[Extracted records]
——
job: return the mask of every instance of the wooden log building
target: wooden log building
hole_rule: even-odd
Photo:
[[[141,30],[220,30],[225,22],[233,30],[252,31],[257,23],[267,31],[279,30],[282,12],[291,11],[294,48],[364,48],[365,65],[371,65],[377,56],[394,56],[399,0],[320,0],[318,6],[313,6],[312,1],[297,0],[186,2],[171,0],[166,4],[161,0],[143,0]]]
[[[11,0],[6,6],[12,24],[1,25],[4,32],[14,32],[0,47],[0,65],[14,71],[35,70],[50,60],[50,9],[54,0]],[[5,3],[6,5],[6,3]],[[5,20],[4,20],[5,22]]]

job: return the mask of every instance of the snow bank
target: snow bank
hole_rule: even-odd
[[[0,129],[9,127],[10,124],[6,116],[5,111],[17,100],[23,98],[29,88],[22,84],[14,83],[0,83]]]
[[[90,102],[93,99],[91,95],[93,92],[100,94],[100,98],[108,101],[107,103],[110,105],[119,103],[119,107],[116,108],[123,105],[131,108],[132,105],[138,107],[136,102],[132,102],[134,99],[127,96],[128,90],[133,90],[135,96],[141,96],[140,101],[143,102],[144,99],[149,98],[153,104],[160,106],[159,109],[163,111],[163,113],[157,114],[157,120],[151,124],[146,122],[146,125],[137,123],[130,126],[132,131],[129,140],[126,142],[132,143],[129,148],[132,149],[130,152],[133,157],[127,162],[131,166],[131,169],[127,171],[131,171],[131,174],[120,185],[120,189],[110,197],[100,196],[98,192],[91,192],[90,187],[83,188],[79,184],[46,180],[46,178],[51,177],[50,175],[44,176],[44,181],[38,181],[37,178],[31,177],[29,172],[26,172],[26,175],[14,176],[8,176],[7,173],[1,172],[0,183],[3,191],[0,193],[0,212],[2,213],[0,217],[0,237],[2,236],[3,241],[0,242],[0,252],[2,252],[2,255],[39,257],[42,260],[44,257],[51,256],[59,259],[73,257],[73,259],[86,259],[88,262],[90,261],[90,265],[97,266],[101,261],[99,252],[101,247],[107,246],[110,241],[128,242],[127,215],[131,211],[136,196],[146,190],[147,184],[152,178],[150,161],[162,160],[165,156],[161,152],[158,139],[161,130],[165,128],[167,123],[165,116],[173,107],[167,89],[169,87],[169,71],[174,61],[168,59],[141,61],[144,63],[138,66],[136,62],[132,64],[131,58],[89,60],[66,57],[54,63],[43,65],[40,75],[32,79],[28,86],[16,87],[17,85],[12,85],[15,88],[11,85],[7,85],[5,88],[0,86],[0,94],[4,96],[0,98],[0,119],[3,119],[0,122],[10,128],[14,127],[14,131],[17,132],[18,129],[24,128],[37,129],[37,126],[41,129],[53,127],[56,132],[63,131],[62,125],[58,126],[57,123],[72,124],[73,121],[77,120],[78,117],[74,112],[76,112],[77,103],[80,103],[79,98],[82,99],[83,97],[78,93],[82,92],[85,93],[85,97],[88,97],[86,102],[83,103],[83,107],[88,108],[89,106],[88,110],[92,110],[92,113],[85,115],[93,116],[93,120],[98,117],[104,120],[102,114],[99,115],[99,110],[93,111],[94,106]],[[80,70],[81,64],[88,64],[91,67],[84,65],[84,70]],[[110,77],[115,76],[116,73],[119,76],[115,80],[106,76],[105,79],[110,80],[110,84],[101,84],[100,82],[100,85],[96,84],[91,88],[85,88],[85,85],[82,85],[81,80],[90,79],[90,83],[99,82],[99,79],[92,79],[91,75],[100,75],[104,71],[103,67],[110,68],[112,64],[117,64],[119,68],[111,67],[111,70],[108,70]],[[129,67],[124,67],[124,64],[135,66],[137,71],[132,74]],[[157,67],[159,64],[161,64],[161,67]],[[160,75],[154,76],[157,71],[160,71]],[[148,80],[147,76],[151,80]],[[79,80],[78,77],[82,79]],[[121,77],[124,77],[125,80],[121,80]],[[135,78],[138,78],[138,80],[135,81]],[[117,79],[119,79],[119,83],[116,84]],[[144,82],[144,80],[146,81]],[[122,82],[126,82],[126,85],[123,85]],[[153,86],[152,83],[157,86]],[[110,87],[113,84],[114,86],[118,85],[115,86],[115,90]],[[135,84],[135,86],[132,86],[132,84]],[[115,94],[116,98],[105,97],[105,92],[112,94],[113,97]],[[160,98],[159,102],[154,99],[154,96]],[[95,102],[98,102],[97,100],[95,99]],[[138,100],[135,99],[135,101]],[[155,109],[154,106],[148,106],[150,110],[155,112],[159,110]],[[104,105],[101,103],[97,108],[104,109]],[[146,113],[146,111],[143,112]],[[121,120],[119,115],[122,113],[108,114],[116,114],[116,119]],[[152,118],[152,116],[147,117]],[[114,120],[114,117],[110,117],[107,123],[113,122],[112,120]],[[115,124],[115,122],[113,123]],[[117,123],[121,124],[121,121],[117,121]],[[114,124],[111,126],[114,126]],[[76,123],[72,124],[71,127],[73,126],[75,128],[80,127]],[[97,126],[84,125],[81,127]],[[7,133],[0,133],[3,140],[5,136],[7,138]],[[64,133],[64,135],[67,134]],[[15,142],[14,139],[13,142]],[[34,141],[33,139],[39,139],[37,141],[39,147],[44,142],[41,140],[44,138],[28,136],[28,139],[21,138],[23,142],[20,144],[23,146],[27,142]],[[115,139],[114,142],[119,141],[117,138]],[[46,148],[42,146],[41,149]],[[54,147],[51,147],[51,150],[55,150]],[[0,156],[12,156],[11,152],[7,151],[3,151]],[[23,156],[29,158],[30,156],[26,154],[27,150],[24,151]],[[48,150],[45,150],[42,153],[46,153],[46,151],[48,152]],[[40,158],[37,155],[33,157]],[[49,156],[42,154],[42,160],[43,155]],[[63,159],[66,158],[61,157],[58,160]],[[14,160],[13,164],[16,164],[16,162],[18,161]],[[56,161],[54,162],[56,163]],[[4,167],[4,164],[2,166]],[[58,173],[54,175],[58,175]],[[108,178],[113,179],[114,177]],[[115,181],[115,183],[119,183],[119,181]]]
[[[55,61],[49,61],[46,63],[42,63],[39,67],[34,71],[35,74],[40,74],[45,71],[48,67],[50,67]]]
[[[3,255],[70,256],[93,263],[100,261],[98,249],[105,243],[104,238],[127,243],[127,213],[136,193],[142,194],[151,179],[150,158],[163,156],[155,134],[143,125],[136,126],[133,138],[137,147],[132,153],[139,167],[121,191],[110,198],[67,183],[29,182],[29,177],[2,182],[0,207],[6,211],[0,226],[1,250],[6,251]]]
——
> [Problem statement]: Collect every line of the records that contains the word "return", and copy each one out in full.

> [Task response]:
job: return the mask of every instance of the wooden log building
job: return the mask of every instance of the snow bank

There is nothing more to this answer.